Partout, des silhouettes hâtives cherchent pitance dans quelque boutique entrebâillée. À Santiago de Compostela une messe a été dite dans la chapelle consacrée à saint Roch pour qu’il éloigne la peste.

Le sommeil de la raison produit des monstres
(Goya, “Caprichos“)

Même les oiseaux de mauvais augure sont réapparus. Sauf que, cette fois, ils ressemblent plus aux rapaces nocturnes avec le nez crochu plongeant vers le menton qu’aux médecins antiques affublés d’un “promontoire“ impressionnant. Tous à l’œuvre pour tenter d’endiguer le tsunami annoncé.

Mal calé

Excès de folie tapageuse de la part des medias, fête des gueux sur les réseaux sociaux, réinvention de la Bazoche d’un balcon à un autre sur les barres d’immeubles, airs d’opéras chahutés dans les avenues dès la nuit tombée…

Partout ce même sentiment mêlé d’appels à la raison et d’angoisse produisant des monstres…

« … car voici le soir et déjà le jour est sur son déclin » (Luc XXIV, 29)

* Consigne A
Présente sous forme de tableau Markdown les lignes des enregistrements qui vont de celle contenant "query: parking lot" jusqu'à celle contenant "(61, 152), (168, 232)", les deux comprises. Mets le numéro de rang dans une colonne « N° » et le texte dans une colonne « Ligne », sans les lignes vides.

* Données fournies
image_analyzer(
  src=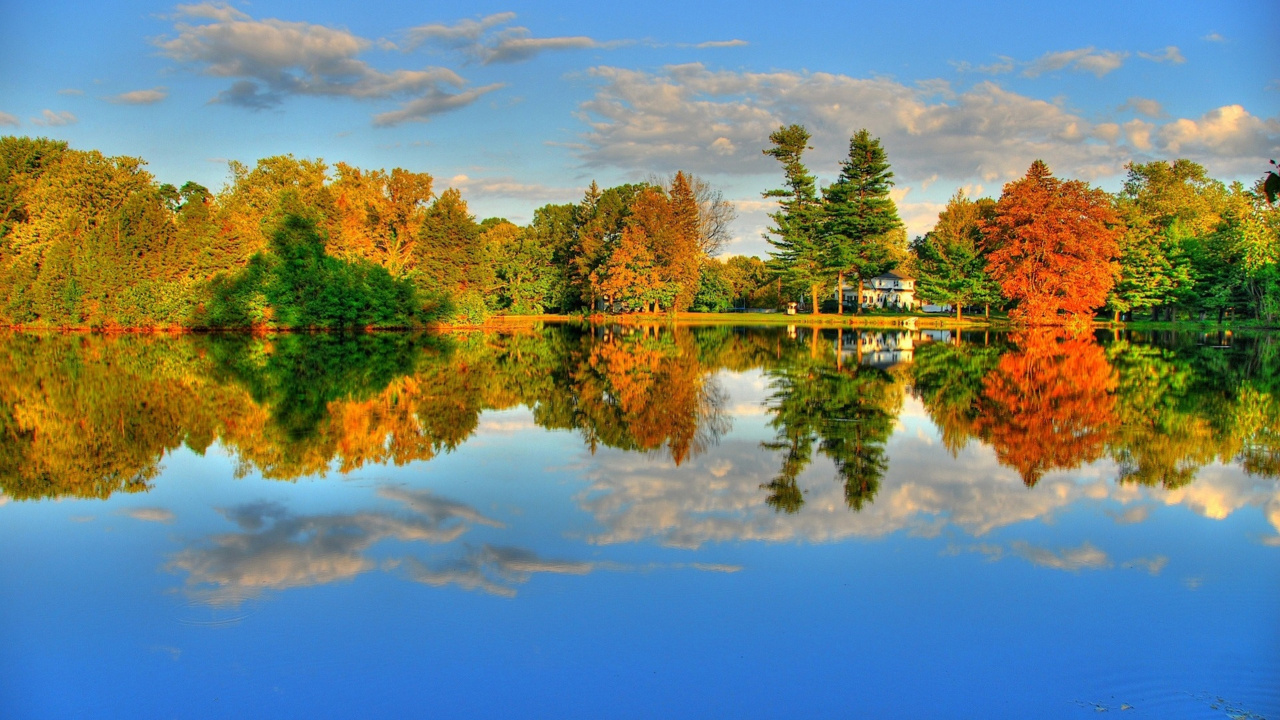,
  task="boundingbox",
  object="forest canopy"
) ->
[0,133,1280,331]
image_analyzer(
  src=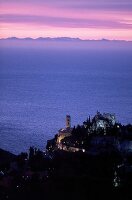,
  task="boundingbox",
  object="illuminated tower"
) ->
[66,115,71,128]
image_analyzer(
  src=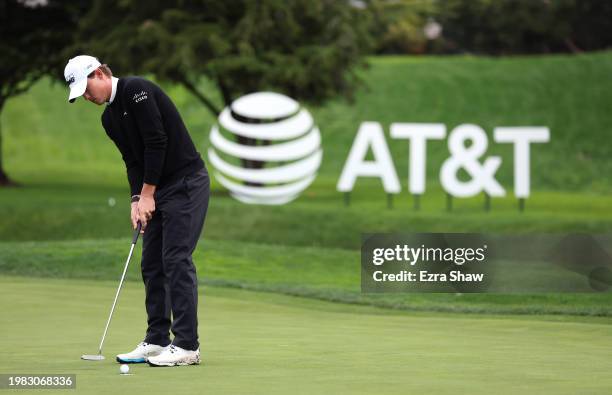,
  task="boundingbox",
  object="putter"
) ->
[81,221,142,361]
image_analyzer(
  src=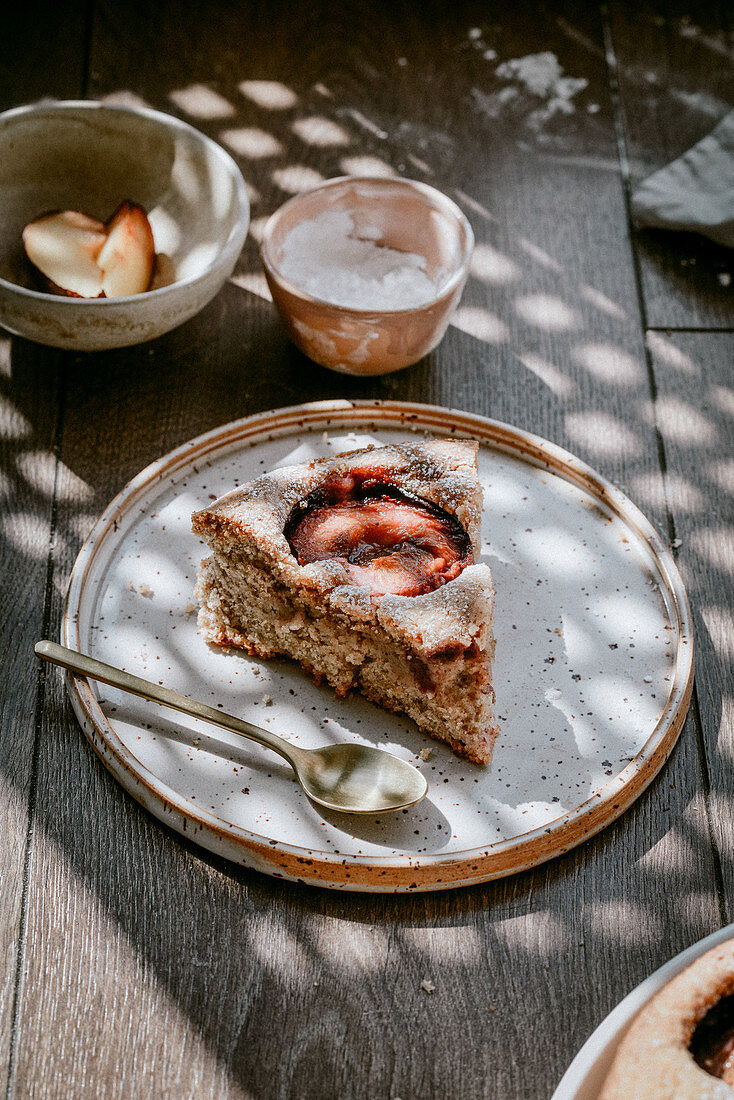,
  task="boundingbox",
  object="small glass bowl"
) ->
[261,176,474,374]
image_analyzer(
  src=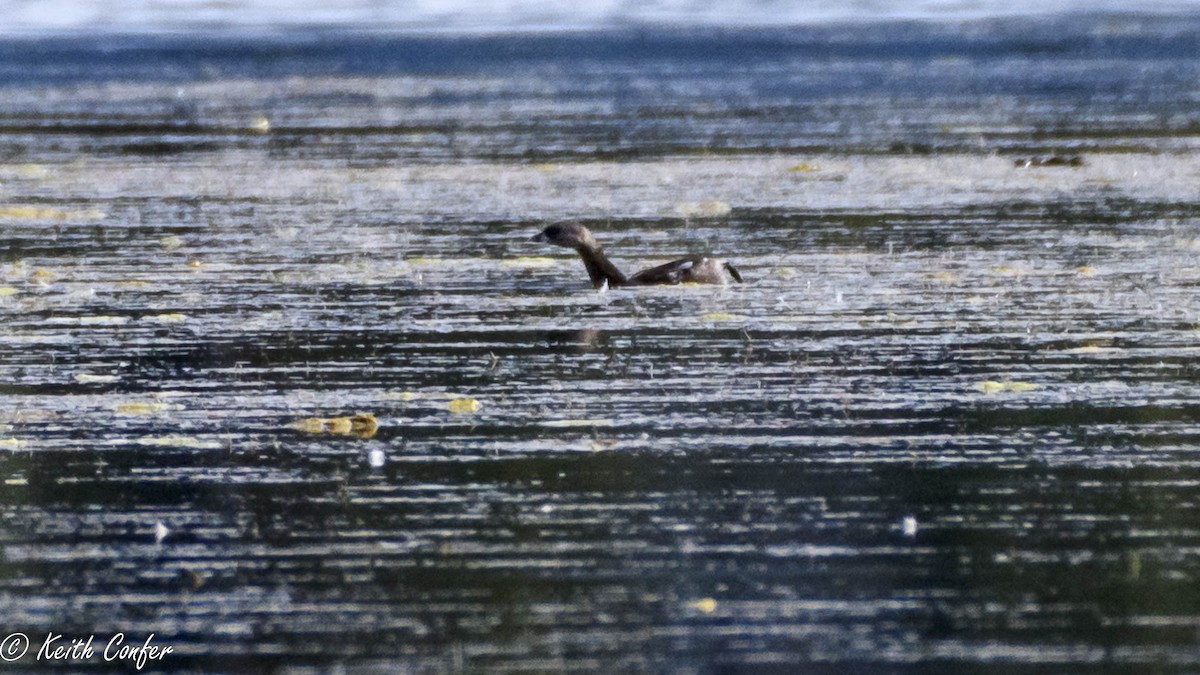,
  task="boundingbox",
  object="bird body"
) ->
[532,223,742,288]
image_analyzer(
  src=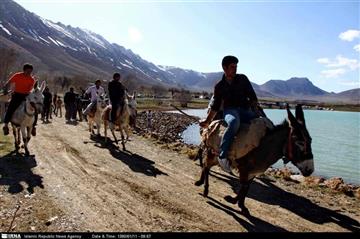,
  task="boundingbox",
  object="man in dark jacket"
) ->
[200,56,258,173]
[108,73,125,126]
[42,87,52,122]
[64,87,76,122]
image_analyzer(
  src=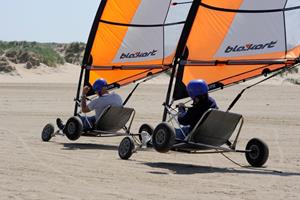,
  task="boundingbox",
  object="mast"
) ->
[162,0,201,121]
[74,0,107,116]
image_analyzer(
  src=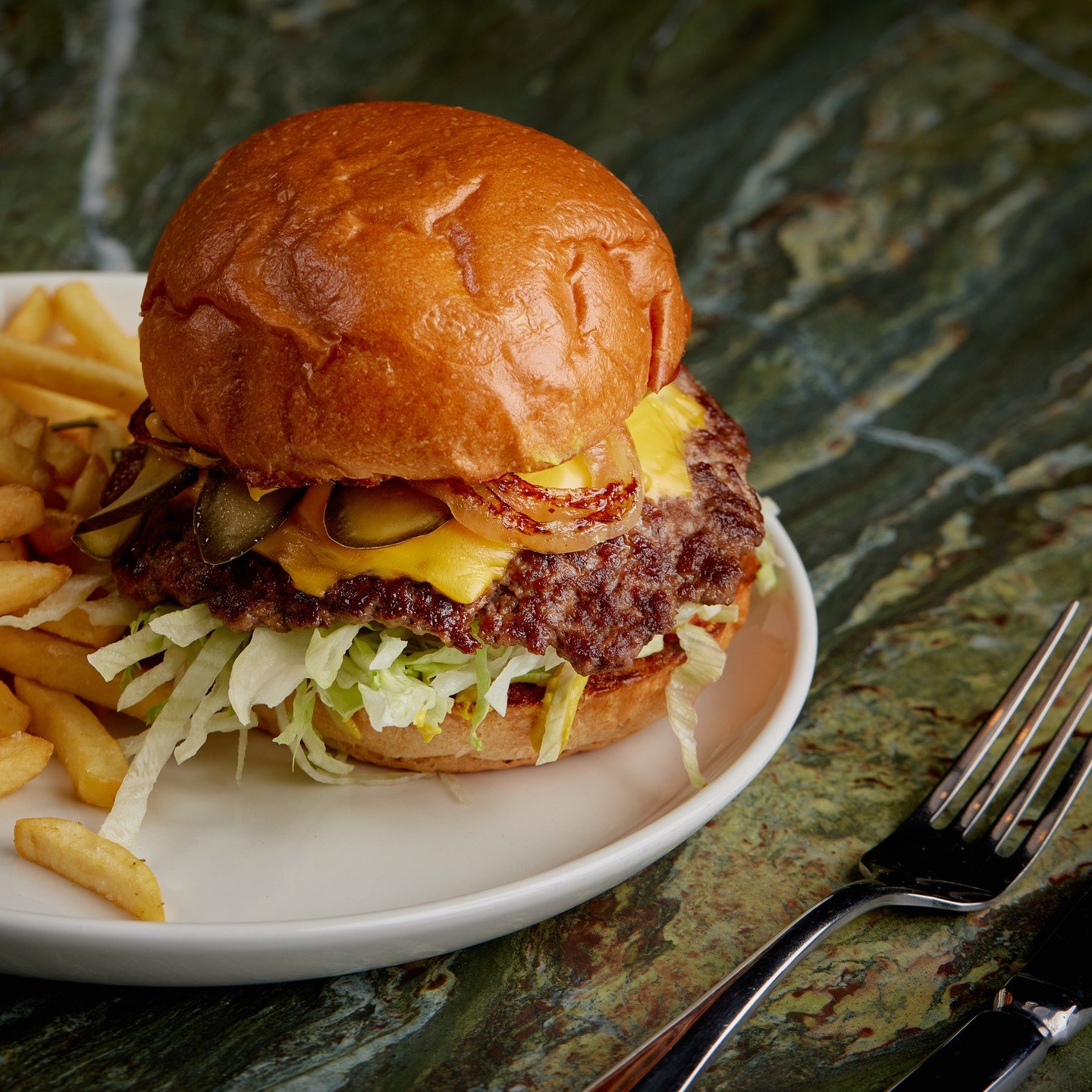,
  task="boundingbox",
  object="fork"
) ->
[585,601,1092,1092]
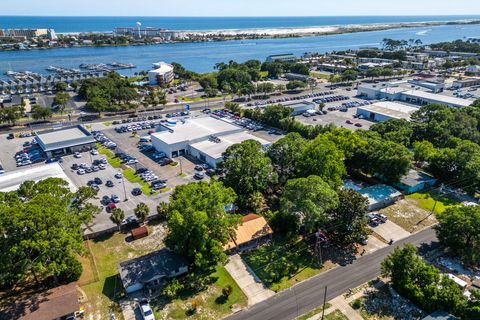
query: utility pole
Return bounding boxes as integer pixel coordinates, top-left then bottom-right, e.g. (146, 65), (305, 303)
(322, 286), (327, 320)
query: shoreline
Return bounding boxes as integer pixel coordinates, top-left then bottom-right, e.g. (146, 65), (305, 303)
(0, 19), (480, 52)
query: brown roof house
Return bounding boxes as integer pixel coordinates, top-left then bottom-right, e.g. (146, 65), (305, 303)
(223, 213), (273, 253)
(118, 249), (188, 293)
(4, 282), (80, 320)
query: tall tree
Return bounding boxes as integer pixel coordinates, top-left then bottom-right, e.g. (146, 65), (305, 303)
(280, 176), (338, 232)
(133, 202), (150, 223)
(0, 178), (96, 288)
(328, 189), (368, 245)
(435, 206), (480, 265)
(298, 135), (346, 189)
(268, 132), (306, 184)
(165, 181), (239, 270)
(110, 208), (125, 231)
(218, 140), (277, 208)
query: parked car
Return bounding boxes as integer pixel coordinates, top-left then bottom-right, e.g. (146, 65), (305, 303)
(111, 194), (120, 203)
(193, 172), (205, 180)
(140, 301), (155, 320)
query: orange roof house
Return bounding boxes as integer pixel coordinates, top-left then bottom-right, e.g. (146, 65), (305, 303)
(223, 213), (273, 251)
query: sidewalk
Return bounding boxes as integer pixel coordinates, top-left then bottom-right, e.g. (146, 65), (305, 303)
(225, 254), (275, 306)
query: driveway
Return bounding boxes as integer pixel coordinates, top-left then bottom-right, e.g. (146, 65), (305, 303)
(371, 220), (410, 241)
(225, 254), (275, 306)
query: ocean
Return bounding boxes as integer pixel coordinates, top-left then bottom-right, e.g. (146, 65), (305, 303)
(0, 17), (480, 80)
(0, 15), (480, 33)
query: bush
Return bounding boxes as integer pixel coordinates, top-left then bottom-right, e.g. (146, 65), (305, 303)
(352, 299), (363, 310)
(222, 285), (233, 298)
(162, 279), (184, 299)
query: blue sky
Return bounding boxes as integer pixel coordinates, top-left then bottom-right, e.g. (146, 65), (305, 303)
(0, 0), (480, 16)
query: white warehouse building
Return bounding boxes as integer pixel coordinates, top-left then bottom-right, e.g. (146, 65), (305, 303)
(151, 117), (270, 168)
(358, 83), (473, 107)
(148, 62), (175, 86)
(357, 101), (418, 122)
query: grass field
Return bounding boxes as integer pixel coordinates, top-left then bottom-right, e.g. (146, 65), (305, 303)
(405, 192), (458, 213)
(151, 266), (247, 319)
(242, 238), (332, 292)
(80, 227), (167, 319)
(296, 302), (336, 320)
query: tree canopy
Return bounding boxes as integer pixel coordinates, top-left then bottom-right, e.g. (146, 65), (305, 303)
(218, 140), (277, 208)
(280, 176), (338, 232)
(435, 206), (480, 265)
(0, 178), (98, 288)
(165, 181), (239, 270)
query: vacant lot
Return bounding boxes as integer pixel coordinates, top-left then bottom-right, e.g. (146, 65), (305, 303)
(242, 238), (334, 292)
(406, 192), (458, 213)
(156, 266), (247, 320)
(350, 283), (424, 320)
(380, 198), (437, 233)
(79, 224), (165, 320)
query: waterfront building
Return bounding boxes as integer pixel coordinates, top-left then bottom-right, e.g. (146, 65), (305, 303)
(266, 53), (298, 62)
(113, 28), (186, 41)
(148, 61), (175, 86)
(358, 82), (472, 107)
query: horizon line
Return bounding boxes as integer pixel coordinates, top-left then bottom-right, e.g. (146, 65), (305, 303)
(0, 13), (480, 18)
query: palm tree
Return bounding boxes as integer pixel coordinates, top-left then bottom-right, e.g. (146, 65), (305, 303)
(157, 201), (168, 220)
(110, 208), (125, 231)
(133, 202), (150, 222)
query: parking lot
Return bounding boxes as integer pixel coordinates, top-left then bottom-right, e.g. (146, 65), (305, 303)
(0, 134), (44, 172)
(61, 152), (168, 232)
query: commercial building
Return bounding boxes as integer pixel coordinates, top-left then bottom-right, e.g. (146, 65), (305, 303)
(395, 169), (437, 194)
(7, 282), (82, 320)
(452, 78), (480, 89)
(465, 66), (480, 76)
(357, 82), (472, 107)
(224, 213), (273, 252)
(357, 101), (418, 122)
(118, 249), (188, 293)
(190, 132), (270, 168)
(266, 53), (298, 62)
(148, 62), (175, 86)
(151, 117), (270, 168)
(35, 125), (95, 158)
(408, 78), (445, 93)
(359, 184), (402, 211)
(283, 101), (315, 116)
(0, 29), (48, 39)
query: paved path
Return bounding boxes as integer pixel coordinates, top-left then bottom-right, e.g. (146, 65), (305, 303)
(372, 220), (410, 241)
(225, 254), (275, 306)
(227, 228), (436, 320)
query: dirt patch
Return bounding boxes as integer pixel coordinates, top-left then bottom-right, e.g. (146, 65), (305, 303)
(380, 199), (437, 233)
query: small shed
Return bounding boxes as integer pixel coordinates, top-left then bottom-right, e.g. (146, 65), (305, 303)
(396, 169), (437, 194)
(131, 226), (148, 240)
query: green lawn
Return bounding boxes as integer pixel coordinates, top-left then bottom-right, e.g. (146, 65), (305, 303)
(97, 143), (125, 169)
(151, 266), (247, 319)
(324, 310), (348, 320)
(296, 302), (337, 320)
(242, 238), (330, 292)
(406, 192), (459, 213)
(80, 229), (162, 319)
(123, 168), (152, 195)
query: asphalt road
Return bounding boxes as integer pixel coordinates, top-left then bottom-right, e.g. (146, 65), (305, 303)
(226, 228), (437, 320)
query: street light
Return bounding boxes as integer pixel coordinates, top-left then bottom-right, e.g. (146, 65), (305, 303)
(122, 174), (128, 201)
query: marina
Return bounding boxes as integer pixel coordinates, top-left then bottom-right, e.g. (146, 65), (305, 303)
(0, 25), (480, 80)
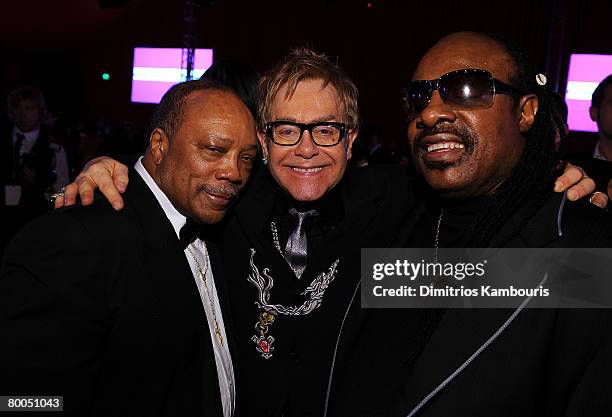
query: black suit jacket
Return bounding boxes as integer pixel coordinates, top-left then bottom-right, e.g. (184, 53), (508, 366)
(0, 172), (232, 416)
(220, 166), (413, 416)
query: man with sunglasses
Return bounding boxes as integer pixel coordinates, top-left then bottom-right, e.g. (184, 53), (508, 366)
(55, 44), (604, 416)
(328, 33), (612, 417)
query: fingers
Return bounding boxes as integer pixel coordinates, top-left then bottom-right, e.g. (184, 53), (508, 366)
(53, 195), (64, 209)
(98, 173), (125, 210)
(75, 156), (128, 210)
(74, 173), (96, 206)
(113, 162), (129, 193)
(555, 163), (587, 197)
(589, 192), (608, 208)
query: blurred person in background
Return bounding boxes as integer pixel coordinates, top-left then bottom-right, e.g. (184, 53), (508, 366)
(0, 85), (69, 253)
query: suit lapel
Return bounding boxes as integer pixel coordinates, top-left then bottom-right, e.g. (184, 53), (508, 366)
(397, 309), (513, 415)
(120, 171), (225, 415)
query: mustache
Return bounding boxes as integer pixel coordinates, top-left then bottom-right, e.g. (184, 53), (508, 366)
(414, 122), (478, 150)
(200, 183), (240, 200)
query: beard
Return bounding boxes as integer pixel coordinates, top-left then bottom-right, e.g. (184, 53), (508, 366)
(412, 121), (480, 170)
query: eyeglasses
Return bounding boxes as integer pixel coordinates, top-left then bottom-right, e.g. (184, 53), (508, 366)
(404, 69), (521, 118)
(266, 120), (350, 146)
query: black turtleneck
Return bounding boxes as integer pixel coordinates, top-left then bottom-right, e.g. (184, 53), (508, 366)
(406, 180), (493, 248)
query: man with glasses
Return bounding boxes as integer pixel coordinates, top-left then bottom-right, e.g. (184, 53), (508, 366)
(327, 33), (612, 417)
(52, 45), (608, 416)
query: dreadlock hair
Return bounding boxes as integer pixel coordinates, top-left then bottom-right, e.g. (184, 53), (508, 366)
(462, 34), (558, 247)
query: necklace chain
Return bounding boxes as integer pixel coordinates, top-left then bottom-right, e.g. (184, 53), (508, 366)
(434, 209), (444, 262)
(187, 246), (223, 346)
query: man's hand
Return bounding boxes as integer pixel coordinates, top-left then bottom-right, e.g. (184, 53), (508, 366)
(555, 163), (612, 208)
(54, 156), (129, 210)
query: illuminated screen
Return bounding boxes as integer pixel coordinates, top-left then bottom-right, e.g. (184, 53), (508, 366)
(565, 54), (612, 132)
(132, 48), (213, 104)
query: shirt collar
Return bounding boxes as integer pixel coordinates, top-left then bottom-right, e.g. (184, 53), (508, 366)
(134, 156), (187, 237)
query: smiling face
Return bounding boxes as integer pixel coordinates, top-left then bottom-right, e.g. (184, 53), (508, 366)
(154, 90), (257, 224)
(408, 33), (525, 198)
(259, 79), (357, 202)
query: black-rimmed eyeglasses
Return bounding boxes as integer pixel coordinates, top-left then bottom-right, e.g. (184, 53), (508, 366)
(404, 69), (521, 118)
(266, 120), (350, 146)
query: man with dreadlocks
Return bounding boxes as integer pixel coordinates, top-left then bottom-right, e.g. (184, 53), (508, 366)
(327, 32), (612, 417)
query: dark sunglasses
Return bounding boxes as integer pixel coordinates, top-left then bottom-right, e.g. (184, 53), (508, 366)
(404, 69), (521, 118)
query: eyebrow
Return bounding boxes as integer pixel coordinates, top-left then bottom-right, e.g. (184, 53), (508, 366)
(277, 114), (338, 124)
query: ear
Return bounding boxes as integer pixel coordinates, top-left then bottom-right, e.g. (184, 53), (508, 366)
(149, 128), (170, 165)
(257, 131), (269, 159)
(589, 106), (599, 123)
(519, 94), (540, 133)
(346, 129), (359, 161)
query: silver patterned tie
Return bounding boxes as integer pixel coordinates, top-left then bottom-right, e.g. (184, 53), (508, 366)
(285, 208), (319, 279)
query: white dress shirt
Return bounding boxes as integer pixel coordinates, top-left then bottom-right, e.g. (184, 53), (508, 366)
(134, 157), (236, 417)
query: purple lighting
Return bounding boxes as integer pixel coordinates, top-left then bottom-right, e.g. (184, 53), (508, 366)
(565, 54), (612, 132)
(132, 48), (213, 104)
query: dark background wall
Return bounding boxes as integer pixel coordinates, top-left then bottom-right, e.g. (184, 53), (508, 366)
(0, 0), (612, 145)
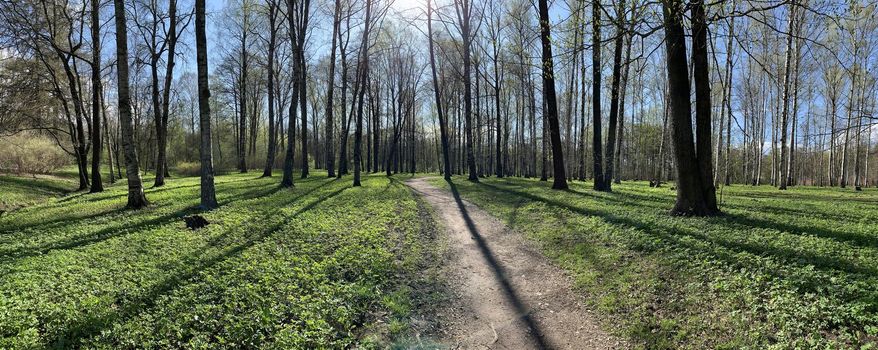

* Consigne B
Recopie le passage de l'extrait fourni qui commence par "Le sommeil de" et va jusqu'à "le tsunami annoncé.".

* Réponse complète A
| N° | Ligne |
|---|---|
| 1 | query: parking lot |
| 2 | Return bounding boxes as integer pixel coordinates, top-left then bottom-right, e.g. (146, 65), (305, 303) |
| 3 | (0, 134), (44, 172) |
| 4 | (61, 152), (168, 232) |

* Réponse complète B
Le sommeil de la raison produit des monstres
(Goya, “Caprichos“)

Même les oiseaux de mauvais augure sont réapparus. Sauf que, cette fois, ils ressemblent plus aux rapaces nocturnes avec le nez crochu plongeant vers le menton qu’aux médecins antiques affublés d’un “promontoire“ impressionnant. Tous à l’œuvre pour tenter d’endiguer le tsunami annoncé.